Text under study |
● ● ● ● ● ● ●
But we must acknowledge that obesity — not just in children but also in adults — has reached epidemic levels in the United States and is the highest in the world. And it contributes to many chronic diseases, like diabetes and cardiovascular problems, and soaring health care costs.

So my question to Ms. Gordon is what solutions does she propose to bring the obesity epidemic under control, since prior campaigns have not been successful and only served to shame children.

The United States was successful in dramatically reducing smoking; any ideas on how to do the same with obesity?

Ashok Sikand
Rome
The writer is a retired chief executive of Pfizer Europe.

To the Editor:

The point of this article is that fat-shaming is bad for children and counterproductive. Of course. But what about the true medical dangers of obesity?

Before Covid, these dangers were long term. Now the danger is both real and immediate given the increase in mortality suffered by obese Covid patients.

As a psychiatrist I would say: Please do not offer up psychological support as a way to undermine proper medical care. The two modalities should work in tandem.

Judith Ebenstein
New York

To the Editor:

What Aubrey Gordon doesn’t mention is that fat-shaming is not only harmful, but that it can also be deadly.

The National Eating Disorders Association estimates that up to 30 million Americans will suffer from an eating disorder like anorexia or bulimia at some point in their lives. Anorexia is the most fatal of all psychiatric illnesses. Bulimia is nearly as deadly. Those who recover do so slowly, often with enormous permanent damage to their bodies.

Susan Neiman
Berlin

To the Editor:

As an overweight adult who endured rude comments about my weight as a child, I think that Aubrey Gordon made some very valid points. When people comment on your weight, they think that they are helping you, but really they are making you feel that you aren’t worthy unless you are thin.

As a child I was taught to be respectful of my elders, but where was respect for me with all of their insensitive comments?

As an adult I do not let anyone make me feel as if I don’t matter because of my weight. It took me a long time to get to this place of self-worth, and if people don’t like how I look, they need to get over it.

Tonette Giafaglione
Mount Vernon, Wash.

To the Editor:

I am sympathetic to the viewpoint of Aubrey Gordon. No one should be shamed for a physical trait. But as a physician, I must speak to the other side of this equation.
● ● ● ● ● ● ●
(Stored records)

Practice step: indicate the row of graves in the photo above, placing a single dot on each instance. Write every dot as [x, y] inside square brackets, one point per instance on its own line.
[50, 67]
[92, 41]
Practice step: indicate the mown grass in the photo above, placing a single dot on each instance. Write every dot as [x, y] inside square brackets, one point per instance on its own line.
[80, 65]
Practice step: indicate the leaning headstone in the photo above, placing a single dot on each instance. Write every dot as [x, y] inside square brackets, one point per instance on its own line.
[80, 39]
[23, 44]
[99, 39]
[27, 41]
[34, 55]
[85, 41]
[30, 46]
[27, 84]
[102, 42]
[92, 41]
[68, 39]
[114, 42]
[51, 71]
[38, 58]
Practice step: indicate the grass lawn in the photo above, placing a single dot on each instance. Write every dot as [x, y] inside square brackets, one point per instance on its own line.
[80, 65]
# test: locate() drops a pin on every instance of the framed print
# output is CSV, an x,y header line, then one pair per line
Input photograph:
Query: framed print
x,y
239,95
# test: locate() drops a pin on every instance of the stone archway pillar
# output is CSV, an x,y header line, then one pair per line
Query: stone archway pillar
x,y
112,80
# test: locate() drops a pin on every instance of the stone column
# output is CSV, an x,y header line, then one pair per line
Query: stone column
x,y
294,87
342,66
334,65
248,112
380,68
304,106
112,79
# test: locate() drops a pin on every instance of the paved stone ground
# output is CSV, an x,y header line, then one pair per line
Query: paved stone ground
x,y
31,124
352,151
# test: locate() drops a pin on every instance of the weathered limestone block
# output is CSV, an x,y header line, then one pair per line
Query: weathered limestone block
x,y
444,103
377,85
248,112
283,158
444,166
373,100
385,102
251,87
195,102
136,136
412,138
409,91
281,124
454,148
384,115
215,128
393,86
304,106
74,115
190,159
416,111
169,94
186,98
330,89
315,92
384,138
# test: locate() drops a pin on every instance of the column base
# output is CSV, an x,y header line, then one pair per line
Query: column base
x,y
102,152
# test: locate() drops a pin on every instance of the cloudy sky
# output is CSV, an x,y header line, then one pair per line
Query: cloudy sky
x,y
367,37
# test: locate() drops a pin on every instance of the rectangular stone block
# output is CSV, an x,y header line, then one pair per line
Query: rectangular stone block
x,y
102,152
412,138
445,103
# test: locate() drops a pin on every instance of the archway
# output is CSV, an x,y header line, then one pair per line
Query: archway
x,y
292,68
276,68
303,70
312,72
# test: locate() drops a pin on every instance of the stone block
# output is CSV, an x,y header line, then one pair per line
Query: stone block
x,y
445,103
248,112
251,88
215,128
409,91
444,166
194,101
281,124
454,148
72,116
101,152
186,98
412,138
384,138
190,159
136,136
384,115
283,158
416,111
● ● ● ● ● ● ●
Complete the following |
1: List each signed writer in the letters to the editor about fat-shaming, with the place shown under that writer's name.
2: Go on with the letters to the editor about fat-shaming, starting right after the physician's last sentence.

Answers for the exercise |
1:
Ashok Sikand, Rome
Judith Ebenstein, New York
Susan Neiman, Berlin
Tonette Giafaglione, Mount Vernon, Wash.

2:
How can we prevent the lifelong disability set in play by childhood obesity? Twenty-one percent of 12-to-19-year-olds are obese. I take care of 5-year-olds who weigh as much as I do, a full-grown adult.

In my practice of anesthesiology, it is now common to see adult patients who weigh 300 pounds or more. To a person, they wonder why they have heart disease, shortness of breath or diabetes.

Prevention is the best medicine. As a country, we must determine how to prevent this rise in childhood obesity, without shaming, but with an eye to an adult life with less medical intervention.

Mary Kemen
Cedar Rapids, Iowa

To the Editor:

Aubrey Gordon points to Michelle Obama’s “Let’s Move!” campaign as the zenith of the war on childhood obesity, arguing that “it wasn’t a campaign against foods with little nutritional value, or against the unchecked poverty that called for such low-cost, shelf-stable foods.”

But of course the “Let’s Move!” campaign (and indeed the Obama 2008 campaign) did at first target nutritional issues, as well as the unchecked power of food companies over the lives of farmers and consumers.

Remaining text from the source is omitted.